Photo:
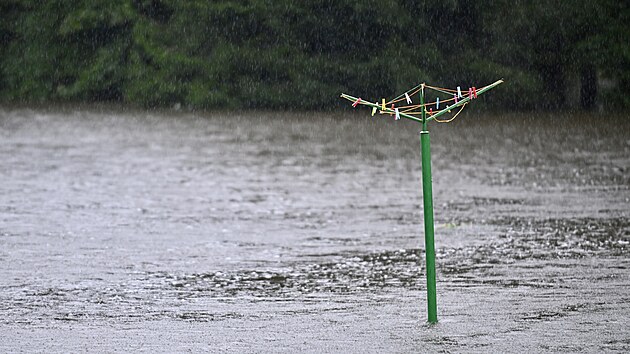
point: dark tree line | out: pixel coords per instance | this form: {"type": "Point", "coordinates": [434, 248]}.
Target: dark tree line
{"type": "Point", "coordinates": [302, 54]}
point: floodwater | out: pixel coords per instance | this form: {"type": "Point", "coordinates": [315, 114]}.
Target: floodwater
{"type": "Point", "coordinates": [264, 232]}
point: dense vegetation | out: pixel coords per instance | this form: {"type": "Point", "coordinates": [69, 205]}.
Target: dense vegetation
{"type": "Point", "coordinates": [302, 54]}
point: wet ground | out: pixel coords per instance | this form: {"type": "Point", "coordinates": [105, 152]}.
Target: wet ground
{"type": "Point", "coordinates": [249, 232]}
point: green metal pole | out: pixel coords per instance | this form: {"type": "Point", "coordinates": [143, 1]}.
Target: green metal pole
{"type": "Point", "coordinates": [427, 195]}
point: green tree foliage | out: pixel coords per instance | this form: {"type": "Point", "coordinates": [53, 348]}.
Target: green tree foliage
{"type": "Point", "coordinates": [286, 54]}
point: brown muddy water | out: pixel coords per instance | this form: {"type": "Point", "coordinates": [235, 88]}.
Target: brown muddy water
{"type": "Point", "coordinates": [263, 232]}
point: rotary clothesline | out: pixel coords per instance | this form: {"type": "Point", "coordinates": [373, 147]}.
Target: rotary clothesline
{"type": "Point", "coordinates": [456, 99]}
{"type": "Point", "coordinates": [409, 111]}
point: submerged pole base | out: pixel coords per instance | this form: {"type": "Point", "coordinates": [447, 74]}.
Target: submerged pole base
{"type": "Point", "coordinates": [427, 195]}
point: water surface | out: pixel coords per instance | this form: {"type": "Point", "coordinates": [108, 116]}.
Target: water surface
{"type": "Point", "coordinates": [303, 232]}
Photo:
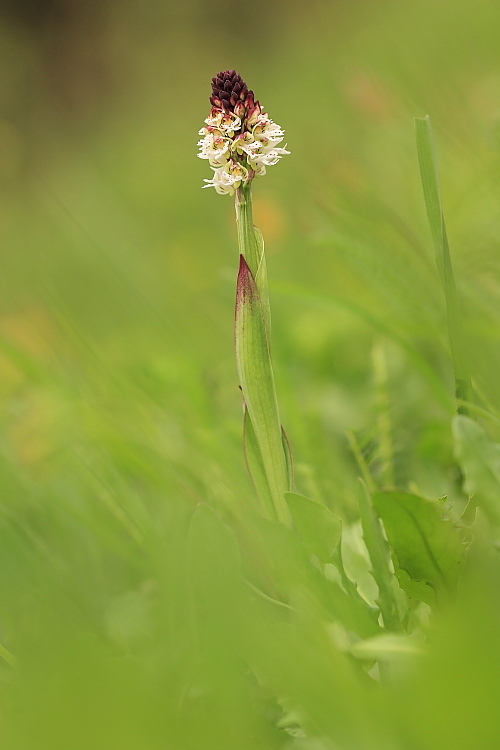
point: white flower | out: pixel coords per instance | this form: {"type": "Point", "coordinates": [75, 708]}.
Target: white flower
{"type": "Point", "coordinates": [215, 148]}
{"type": "Point", "coordinates": [259, 161]}
{"type": "Point", "coordinates": [239, 146]}
{"type": "Point", "coordinates": [228, 122]}
{"type": "Point", "coordinates": [228, 178]}
{"type": "Point", "coordinates": [268, 133]}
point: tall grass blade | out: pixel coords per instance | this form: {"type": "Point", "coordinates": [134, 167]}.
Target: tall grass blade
{"type": "Point", "coordinates": [432, 196]}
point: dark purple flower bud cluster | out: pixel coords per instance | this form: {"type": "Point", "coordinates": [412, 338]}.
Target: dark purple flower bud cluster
{"type": "Point", "coordinates": [230, 93]}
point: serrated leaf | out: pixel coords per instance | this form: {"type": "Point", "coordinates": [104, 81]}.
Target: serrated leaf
{"type": "Point", "coordinates": [287, 563]}
{"type": "Point", "coordinates": [256, 468]}
{"type": "Point", "coordinates": [428, 546]}
{"type": "Point", "coordinates": [379, 553]}
{"type": "Point", "coordinates": [257, 383]}
{"type": "Point", "coordinates": [390, 647]}
{"type": "Point", "coordinates": [418, 590]}
{"type": "Point", "coordinates": [479, 459]}
{"type": "Point", "coordinates": [317, 526]}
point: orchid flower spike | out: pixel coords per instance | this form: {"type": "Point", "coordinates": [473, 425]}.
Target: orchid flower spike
{"type": "Point", "coordinates": [239, 139]}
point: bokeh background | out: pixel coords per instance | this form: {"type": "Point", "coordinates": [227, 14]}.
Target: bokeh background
{"type": "Point", "coordinates": [120, 406]}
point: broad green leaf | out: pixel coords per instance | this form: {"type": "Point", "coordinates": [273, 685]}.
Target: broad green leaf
{"type": "Point", "coordinates": [479, 458]}
{"type": "Point", "coordinates": [432, 196]}
{"type": "Point", "coordinates": [418, 590]}
{"type": "Point", "coordinates": [288, 459]}
{"type": "Point", "coordinates": [428, 547]}
{"type": "Point", "coordinates": [317, 526]}
{"type": "Point", "coordinates": [213, 564]}
{"type": "Point", "coordinates": [390, 647]}
{"type": "Point", "coordinates": [379, 553]}
{"type": "Point", "coordinates": [255, 372]}
{"type": "Point", "coordinates": [285, 560]}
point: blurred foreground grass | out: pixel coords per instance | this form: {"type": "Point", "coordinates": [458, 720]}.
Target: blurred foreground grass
{"type": "Point", "coordinates": [127, 612]}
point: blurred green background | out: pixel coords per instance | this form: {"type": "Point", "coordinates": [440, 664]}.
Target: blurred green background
{"type": "Point", "coordinates": [120, 406]}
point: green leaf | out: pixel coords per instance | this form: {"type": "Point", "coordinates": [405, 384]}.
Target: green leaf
{"type": "Point", "coordinates": [288, 459]}
{"type": "Point", "coordinates": [255, 372]}
{"type": "Point", "coordinates": [432, 196]}
{"type": "Point", "coordinates": [428, 547]}
{"type": "Point", "coordinates": [479, 459]}
{"type": "Point", "coordinates": [317, 526]}
{"type": "Point", "coordinates": [285, 560]}
{"type": "Point", "coordinates": [379, 553]}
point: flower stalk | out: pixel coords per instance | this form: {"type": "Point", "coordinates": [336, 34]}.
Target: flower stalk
{"type": "Point", "coordinates": [240, 141]}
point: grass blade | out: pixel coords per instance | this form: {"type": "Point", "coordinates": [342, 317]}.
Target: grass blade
{"type": "Point", "coordinates": [432, 196]}
{"type": "Point", "coordinates": [255, 372]}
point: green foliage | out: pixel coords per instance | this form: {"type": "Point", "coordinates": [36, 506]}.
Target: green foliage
{"type": "Point", "coordinates": [432, 195]}
{"type": "Point", "coordinates": [145, 602]}
{"type": "Point", "coordinates": [428, 546]}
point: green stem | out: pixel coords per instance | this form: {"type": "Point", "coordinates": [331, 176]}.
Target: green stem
{"type": "Point", "coordinates": [247, 241]}
{"type": "Point", "coordinates": [266, 456]}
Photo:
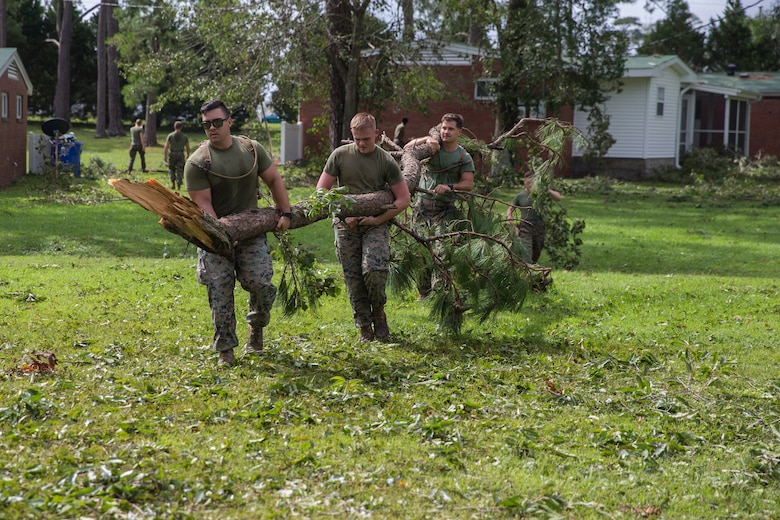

=-=-=-=-=

Directions: Tally the lines in the material above that contain the string "broad", treating uppercase and lowercase as different, and give only the number.

Correct result: 2